(What you need to do)
**A.** In the confidence interval section, what sample size counts as large enough when the population is not assumed to be normal?
**B.** Extract the confidence interval section's text between "We can construct" and "interval for \(\mu\).", inclusive.

(Selected extract)

::::::::

7.3 Confidence Interval for \(\mu\) When \(\sigma\) is Known

7.3.1 Construct the Confidence Interval

From Section 7.1, we know that for

  • normal population \((\mu, \sigma^2)\) and sample size \(n\);

  • any population with mean \(\mu\) and variance \(\sigma^2\), and a large enough sample size \(n > 30\);

the pivotal quantity for \(\mu\) is

\[Q_{\mu} = \frac{\bar{X}_n-\mu}{\sigma/\sqrt{n}} \sim \mathcal{N}(0,1)\]

We can construct a \((1-\alpha)100\%\) confidence interval for \(\mu\) from the \(Q_\mu\), starting by finding the interval \((a, b)\) such that

\[\begin{align*} 1-\alpha & = \mathbb{P}(a < Q_{\mu} < b) \\ & = \mathbb{P}\left(a < \frac{\bar{X}_n-\mu}{\sigma/\sqrt{n}} < b\right) \\ & = \mathbb{P}\left(\bar{X}_n - b\times \frac{\sigma}{\sqrt{n}} < \mu < \bar{X}_n - a\times \frac{\sigma}{\sqrt{n}}\right) \end{align*}\]

So for \((a, b)\) such that \(\mathbb{P}(a < Q_{\mu} < b) = 1-\alpha\), \[\left(\bar{X}_n - b\times \frac{\sigma}{\sqrt{n}}, \bar{X}_n - a\times \frac{\sigma}{\sqrt{n}}\right)\] is a confidence interval for \(\mu\).

::::::::

[Dataset rows on where objects appear]

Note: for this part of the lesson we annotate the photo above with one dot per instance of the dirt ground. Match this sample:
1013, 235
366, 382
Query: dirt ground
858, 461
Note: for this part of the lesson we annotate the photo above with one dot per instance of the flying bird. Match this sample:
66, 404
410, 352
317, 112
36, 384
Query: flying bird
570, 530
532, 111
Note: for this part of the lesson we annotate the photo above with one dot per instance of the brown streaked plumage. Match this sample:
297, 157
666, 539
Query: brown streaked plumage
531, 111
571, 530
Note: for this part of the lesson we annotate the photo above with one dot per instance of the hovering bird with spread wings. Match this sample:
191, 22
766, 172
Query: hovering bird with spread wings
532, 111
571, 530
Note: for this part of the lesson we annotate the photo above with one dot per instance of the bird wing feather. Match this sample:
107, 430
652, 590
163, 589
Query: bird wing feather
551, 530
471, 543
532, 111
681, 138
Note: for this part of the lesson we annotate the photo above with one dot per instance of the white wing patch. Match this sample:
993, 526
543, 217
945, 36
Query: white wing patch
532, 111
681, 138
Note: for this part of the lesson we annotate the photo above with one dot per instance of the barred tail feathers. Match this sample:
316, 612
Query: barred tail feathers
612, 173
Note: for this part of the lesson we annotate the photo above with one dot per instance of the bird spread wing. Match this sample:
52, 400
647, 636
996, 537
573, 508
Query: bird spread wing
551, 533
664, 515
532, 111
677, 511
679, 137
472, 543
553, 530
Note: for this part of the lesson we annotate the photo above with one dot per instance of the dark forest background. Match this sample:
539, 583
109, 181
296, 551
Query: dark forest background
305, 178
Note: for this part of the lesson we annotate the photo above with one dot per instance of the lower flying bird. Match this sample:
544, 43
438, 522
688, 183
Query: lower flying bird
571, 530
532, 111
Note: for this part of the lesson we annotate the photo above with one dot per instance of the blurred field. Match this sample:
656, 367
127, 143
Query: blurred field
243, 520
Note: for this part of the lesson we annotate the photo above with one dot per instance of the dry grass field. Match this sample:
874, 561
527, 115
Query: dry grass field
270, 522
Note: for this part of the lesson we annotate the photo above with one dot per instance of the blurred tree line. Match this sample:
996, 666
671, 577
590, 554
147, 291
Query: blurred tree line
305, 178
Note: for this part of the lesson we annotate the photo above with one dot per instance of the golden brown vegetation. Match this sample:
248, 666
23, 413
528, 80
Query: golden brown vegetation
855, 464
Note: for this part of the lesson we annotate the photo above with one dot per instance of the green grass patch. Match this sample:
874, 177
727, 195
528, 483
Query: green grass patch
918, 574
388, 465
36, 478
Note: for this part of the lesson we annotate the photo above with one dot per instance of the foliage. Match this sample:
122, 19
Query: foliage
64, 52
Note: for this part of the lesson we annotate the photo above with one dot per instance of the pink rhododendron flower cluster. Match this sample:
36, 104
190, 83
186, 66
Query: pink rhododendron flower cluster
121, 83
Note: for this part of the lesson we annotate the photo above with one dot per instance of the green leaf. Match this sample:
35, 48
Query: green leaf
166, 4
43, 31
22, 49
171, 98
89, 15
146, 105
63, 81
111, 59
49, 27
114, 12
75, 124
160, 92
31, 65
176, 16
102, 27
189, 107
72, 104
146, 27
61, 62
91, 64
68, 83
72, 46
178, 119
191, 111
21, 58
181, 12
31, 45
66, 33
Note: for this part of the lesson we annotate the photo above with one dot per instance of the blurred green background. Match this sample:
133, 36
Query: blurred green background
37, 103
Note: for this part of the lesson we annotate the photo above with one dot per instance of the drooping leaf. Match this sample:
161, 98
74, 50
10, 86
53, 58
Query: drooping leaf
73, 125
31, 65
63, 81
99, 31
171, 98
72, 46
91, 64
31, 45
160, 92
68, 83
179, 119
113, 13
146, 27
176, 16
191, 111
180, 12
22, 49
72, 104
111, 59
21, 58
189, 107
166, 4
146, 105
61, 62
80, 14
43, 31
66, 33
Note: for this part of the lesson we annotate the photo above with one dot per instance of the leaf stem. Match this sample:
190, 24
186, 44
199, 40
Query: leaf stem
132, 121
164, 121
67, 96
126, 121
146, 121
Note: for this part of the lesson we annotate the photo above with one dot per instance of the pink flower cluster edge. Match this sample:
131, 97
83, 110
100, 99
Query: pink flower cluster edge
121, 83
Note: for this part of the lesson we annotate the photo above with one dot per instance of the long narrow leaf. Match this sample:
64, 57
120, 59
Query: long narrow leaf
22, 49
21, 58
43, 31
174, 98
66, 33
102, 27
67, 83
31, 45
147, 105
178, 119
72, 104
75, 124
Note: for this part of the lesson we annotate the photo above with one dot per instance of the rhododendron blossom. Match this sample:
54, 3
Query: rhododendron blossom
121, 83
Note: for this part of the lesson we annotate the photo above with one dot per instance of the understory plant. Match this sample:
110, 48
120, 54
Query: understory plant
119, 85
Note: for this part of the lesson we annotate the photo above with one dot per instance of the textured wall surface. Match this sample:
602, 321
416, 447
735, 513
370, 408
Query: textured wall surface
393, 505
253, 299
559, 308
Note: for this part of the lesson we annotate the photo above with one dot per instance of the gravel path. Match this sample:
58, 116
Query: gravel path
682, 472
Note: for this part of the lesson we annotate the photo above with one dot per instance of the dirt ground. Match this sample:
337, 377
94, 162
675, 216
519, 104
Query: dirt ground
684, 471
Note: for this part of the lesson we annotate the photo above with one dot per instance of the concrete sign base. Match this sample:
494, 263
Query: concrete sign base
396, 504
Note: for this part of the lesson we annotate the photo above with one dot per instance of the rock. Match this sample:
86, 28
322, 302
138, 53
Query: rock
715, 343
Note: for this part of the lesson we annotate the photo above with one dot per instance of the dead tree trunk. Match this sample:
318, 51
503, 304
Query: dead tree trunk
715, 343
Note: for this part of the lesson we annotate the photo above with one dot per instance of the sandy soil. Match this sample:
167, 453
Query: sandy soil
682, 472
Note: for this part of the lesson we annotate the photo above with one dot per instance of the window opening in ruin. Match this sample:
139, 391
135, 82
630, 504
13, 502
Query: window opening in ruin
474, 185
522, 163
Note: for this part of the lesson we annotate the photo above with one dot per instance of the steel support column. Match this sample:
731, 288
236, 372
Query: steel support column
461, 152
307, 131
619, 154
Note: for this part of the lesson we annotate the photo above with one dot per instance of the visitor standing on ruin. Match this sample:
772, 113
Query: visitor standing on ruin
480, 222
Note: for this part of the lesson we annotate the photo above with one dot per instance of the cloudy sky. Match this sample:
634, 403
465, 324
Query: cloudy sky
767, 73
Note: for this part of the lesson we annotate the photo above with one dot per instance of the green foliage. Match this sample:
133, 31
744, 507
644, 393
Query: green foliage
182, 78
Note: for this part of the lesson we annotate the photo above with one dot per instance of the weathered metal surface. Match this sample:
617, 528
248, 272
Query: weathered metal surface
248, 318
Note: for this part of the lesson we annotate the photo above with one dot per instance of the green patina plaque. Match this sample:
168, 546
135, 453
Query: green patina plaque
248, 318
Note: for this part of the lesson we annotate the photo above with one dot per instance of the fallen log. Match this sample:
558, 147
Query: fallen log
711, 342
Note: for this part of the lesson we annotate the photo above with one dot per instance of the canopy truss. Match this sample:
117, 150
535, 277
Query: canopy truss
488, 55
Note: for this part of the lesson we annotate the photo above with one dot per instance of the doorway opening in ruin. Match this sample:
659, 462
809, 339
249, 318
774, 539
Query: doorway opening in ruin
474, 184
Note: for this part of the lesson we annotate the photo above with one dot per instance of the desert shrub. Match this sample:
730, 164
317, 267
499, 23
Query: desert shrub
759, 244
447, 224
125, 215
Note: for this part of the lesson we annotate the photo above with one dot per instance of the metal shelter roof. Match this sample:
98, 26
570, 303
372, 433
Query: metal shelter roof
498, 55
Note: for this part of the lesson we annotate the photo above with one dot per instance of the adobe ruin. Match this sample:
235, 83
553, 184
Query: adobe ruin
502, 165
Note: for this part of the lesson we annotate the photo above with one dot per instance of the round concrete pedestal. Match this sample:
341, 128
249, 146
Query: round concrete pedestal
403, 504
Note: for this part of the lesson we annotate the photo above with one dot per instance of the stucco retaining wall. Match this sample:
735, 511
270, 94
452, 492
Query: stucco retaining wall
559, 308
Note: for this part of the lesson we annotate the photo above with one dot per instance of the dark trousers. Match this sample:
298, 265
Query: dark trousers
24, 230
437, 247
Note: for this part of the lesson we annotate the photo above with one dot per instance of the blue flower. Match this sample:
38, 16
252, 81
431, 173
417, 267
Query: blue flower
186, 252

::::::::

(Set of answers)
**A.** A sample size of \(n > 30\).

**B.**
We can construct a \((1-\alpha)100\%\) confidence interval for \(\mu\) from the \(Q_\mu\), starting by finding the interval \((a, b)\) such that

\[\begin{align*} 1-\alpha & = \mathbb{P}(a < Q_{\mu} < b) \\ & = \mathbb{P}\left(a < \frac{\bar{X}_n-\mu}{\sigma/\sqrt{n}} < b\right) \\ & = \mathbb{P}\left(\bar{X}_n - b\times \frac{\sigma}{\sqrt{n}} < \mu < \bar{X}_n - a\times \frac{\sigma}{\sqrt{n}}\right) \end{align*}\]

So for \((a, b)\) such that \(\mathbb{P}(a < Q_{\mu} < b) = 1-\alpha\), \[\left(\bar{X}_n - b\times \frac{\sigma}{\sqrt{n}}, \bar{X}_n - a\times \frac{\sigma}{\sqrt{n}}\right)\] is a confidence interval for \(\mu\).